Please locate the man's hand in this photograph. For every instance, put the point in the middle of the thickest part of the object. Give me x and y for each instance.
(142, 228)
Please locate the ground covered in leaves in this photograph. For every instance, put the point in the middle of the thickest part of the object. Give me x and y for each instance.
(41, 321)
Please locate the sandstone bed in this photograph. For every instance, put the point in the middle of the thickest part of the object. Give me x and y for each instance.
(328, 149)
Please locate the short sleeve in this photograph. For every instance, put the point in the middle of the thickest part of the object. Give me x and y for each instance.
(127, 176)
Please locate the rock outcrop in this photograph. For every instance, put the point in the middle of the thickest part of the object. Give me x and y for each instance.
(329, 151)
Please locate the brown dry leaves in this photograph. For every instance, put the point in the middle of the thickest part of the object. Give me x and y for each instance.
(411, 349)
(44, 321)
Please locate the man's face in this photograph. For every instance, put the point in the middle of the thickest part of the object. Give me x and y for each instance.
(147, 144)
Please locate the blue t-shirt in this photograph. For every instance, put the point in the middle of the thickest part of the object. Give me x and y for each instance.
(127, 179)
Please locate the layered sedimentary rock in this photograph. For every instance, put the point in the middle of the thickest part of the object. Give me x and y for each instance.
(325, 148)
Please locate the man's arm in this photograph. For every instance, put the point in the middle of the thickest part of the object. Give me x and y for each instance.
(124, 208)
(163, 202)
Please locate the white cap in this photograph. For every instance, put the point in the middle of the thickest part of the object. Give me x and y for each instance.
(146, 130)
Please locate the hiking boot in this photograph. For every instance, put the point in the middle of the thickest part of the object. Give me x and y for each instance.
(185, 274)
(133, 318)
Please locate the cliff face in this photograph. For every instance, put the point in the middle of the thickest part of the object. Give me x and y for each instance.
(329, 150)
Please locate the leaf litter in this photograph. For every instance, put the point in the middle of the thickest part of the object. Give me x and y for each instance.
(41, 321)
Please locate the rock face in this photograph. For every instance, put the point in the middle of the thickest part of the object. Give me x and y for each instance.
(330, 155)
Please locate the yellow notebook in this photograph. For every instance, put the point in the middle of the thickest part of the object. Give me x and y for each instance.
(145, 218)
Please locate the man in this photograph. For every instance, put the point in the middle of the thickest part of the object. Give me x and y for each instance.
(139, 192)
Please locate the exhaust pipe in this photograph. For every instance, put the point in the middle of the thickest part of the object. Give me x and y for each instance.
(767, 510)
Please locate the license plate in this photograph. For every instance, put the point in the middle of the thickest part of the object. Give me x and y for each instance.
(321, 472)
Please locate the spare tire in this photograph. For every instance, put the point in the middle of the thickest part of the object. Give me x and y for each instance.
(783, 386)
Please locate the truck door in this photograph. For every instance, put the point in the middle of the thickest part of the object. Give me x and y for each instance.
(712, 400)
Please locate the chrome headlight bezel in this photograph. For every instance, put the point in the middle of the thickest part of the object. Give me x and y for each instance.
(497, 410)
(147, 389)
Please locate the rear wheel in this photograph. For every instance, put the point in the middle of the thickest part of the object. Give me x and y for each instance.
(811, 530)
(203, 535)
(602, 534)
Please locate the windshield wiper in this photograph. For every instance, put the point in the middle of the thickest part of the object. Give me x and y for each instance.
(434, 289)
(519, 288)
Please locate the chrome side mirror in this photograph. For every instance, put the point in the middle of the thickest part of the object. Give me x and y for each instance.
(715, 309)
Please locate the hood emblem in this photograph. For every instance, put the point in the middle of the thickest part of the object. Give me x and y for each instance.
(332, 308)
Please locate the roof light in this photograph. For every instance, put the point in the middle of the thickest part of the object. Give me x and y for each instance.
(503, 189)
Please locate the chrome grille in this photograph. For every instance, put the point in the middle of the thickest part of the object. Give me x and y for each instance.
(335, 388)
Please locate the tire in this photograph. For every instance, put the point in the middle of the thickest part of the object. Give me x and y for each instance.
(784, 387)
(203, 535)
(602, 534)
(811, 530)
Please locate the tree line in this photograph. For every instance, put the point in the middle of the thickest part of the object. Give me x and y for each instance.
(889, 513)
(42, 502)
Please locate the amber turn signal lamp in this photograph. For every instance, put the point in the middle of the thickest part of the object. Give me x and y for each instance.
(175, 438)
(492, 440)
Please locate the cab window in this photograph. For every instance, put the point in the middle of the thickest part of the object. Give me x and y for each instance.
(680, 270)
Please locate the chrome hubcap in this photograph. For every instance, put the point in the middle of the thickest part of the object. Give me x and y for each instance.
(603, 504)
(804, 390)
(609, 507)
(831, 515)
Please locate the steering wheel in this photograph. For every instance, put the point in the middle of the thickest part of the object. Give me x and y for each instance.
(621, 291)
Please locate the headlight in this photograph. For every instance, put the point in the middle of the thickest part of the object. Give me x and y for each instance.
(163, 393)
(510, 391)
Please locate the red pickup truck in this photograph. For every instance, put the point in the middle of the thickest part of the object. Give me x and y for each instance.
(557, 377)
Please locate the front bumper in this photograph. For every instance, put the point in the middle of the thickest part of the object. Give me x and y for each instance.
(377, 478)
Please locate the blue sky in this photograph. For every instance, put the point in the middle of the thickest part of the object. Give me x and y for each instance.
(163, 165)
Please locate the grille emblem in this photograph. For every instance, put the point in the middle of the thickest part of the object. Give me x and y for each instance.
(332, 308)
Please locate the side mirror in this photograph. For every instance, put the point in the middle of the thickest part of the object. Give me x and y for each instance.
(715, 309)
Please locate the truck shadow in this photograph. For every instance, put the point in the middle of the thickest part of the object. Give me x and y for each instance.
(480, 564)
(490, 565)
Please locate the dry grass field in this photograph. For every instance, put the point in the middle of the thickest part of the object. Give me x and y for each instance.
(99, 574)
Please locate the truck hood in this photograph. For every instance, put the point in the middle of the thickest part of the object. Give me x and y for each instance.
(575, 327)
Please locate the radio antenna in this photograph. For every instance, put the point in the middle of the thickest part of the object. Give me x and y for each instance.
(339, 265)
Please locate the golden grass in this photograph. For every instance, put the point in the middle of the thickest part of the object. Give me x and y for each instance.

### Problem statement
Please transcribe exactly the line containing "Please locate the grille" and every line after it through the end of the records, and nothing else.

### Exercise solution
Please locate the grille emblem in this photograph. For every instance, put the point in the middle of the thickest part of the object. Give me x and y for each instance.
(332, 308)
Please locate the side mirror in this photograph. For every instance, put the point in the middle of the thickest part of the object. Give me x and y for each instance.
(715, 309)
Please locate the truck shadow in this photograph. For every instance, put the point in the middle of the thickest part of the object. Give me x and y for each instance.
(480, 564)
(490, 565)
Please locate the dry grass field in this photograph. For every instance, put the point in the middle of the thickest part of the object. Give me x and y for each instance.
(99, 574)
Please locate the truck hood in this photograph. For every instance, put the point in the middle of the thickest part of the object. Give me x and y for each instance.
(575, 327)
Please locate the radio antenna in this photograph. For every instance, put the point in the middle of the thickest part of the object. Give me x and y for each instance.
(339, 265)
Please locate the golden grass in this photograph. For every instance, put the point in the middle of the thickest part of the object. Give me x and y for each instance.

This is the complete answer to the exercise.